Textauszug:
In der ersten Ausgabe drehte sich alles um die großartigen Werke von Hugh Dubberly, einem Vorreiter in Sachen digitales Design. Der Autor David Brown verfasste eine wunderbare Hommage an den Künstler und auf der Website wurden einige Beispielarbeiten ausgestellt.

Nun ging der Artikel über eine Bildschirmseite hinaus und die Macher der Gain-Website wollten natürlich, dass die Nutzer den gesamten Artikel lesen. Also brauchte der Beitrag einen Scroll-Balken. Die Betreiber einer so stylishen Seite ließen es sich nicht nehmen, dafür eine eigene Scroll-Leiste zu entwickeln und verzichteten auf das Standardinstrumentarium.

Abb.: Die Ersteller der Gain-Website fanden es sinnvoll, einen eigenen, stylishen Scroll-Balken zu implementieren.

Es stellte sich leider heraus, dass sie das mit der Interaktion nicht ganz hinbekommen hatten. Ein Klick auf einen der Pfeile oben oder unten bewegte den Text nur pixelweise, um eine komplette Zeile zu sehen, waren also mehrere Klicks nötig. Beim Ziehen des viereckigen „Fahrstuhl“-Elements wurde der Content nicht sanft gescrollt, wie wir es kennen, sondern sprang unvermittelt, weshalb es schwer war, die richtige Textstelle wiederzufinden. Und ein Klick auf den Bereich zwischen Pfeil und „Fahrstuhl“, der den Inhalt normalerweise um eine Seite weiterbewegt, hatte gar keinen Effekt.

Für die Leser war das ärgerlich. Nutzer, die mehr über die herausragenden Arbeiten Hugh Dubberlys erfahren wollten, wurden dauernd vom Content abgelenkt, weil sie sich auf den Scroll-Balken konzentrieren mussten. Kein guter Weg, um digitales Design anzupreisen.

Die Scroll-Leiste neu erfinden

Die Gain-Website war in Flash umgesetzt und die Gain-Macher waren weder die ersten noch die letzten die versucht haben, das Nutzerverhalten in Sachen Scroll-Leiste umzukrempeln. Andere Flash-Designs sind noch verrückter: Da werden Bewegungen umgekehrt, Elemente unsichtbar gemacht usw. Das ist nicht die Schuld von Flash, sondern der Mangel an Kenntnis darüber, dass Scroll-Balken komplizierte Gebilde sind.

Wenn man darüber nachdenkt, gibt es heute höchstens ein halbes Dutzend verbreitete Varianten von Scroll-Leisten, Varianten, die einst irgendwo eingebaut wurden und heute überall genutzt werden. Das heißt, dass höchstens eine Handvoll Leute auf dem Planeten wirklich weiß, wie eine Scroll-Leiste implementiert wird. Das ist keine einfache Sache. Scroll-Balken sind, wie gesagt, kompliziert.

Einträge aus einer Datenquelle:
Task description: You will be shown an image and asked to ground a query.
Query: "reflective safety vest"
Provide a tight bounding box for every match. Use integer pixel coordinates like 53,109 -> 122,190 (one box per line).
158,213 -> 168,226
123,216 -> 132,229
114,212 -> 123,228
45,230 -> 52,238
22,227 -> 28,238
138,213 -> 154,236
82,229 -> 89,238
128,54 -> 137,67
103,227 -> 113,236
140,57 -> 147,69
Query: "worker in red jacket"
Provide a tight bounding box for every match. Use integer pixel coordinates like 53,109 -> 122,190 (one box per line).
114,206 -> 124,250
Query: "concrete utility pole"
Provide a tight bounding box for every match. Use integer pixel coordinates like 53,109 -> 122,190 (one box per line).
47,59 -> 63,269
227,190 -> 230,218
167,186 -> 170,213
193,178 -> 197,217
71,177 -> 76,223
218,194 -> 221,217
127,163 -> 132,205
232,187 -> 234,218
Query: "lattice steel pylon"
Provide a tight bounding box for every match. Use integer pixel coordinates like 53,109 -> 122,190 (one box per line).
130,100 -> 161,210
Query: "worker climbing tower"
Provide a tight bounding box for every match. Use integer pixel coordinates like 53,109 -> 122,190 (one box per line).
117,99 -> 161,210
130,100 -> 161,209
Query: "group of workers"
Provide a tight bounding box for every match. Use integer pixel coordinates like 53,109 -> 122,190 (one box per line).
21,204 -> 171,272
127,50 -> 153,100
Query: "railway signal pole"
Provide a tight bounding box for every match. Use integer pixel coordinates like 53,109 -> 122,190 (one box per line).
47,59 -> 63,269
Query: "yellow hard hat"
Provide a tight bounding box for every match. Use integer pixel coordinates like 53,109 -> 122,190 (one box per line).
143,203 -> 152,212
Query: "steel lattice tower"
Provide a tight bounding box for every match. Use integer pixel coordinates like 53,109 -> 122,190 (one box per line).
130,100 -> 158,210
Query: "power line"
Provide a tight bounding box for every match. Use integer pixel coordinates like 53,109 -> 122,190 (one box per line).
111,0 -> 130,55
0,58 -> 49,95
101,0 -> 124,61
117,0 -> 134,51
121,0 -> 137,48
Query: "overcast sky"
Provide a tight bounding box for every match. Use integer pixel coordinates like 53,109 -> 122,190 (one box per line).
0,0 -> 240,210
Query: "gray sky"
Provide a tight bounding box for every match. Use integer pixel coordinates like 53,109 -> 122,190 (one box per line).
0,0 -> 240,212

Ziel A:
Beantworte diese Fragen zum Textauszug über die Gain-Website:
(i) Wessen Werke standen im Mittelpunkt der ersten Ausgabe?
(ii) Was bewirkte ein Klick auf den Bereich zwischen Pfeil und „Fahrstuhl“?
(iii) Mit welcher Technik war die Gain-Website umgesetzt?
Ziel B:
Schreib den Textauszug über die Scroll-Leiste der Gain-Website nach seinem letzten Satz weiter.

Ergebnis A:
(i) Die Werke von Hugh Dubberly.
(ii) Er hatte gar keinen Effekt.
(iii) Mit Flash.

Ergebnis B:
Interaktionen sollen unsichtbar bleiben

Wir brauchen Elemente wie Scroll-Balken, um Seiten interaktiv zu machen. Wir wollen, dass diese Elemente so funktionieren, wie wir es gewohnt sind, damit wir uns auf die wichtigen Bestandteile der Seite konzentrieren können. Die Leute sollen sich am Artikel erfreuen und sich nicht darüber den Kopf zerbrechen müssen, wie sie nach unten scrollen. Unsere Manipulationen müssen unsichtbar bleiben. Wenn die richtige Bedienung im Mittelpunkt steht, hält das den Nutzer davon ab, das zu tun, wofür er auf die Seite gekommen ist.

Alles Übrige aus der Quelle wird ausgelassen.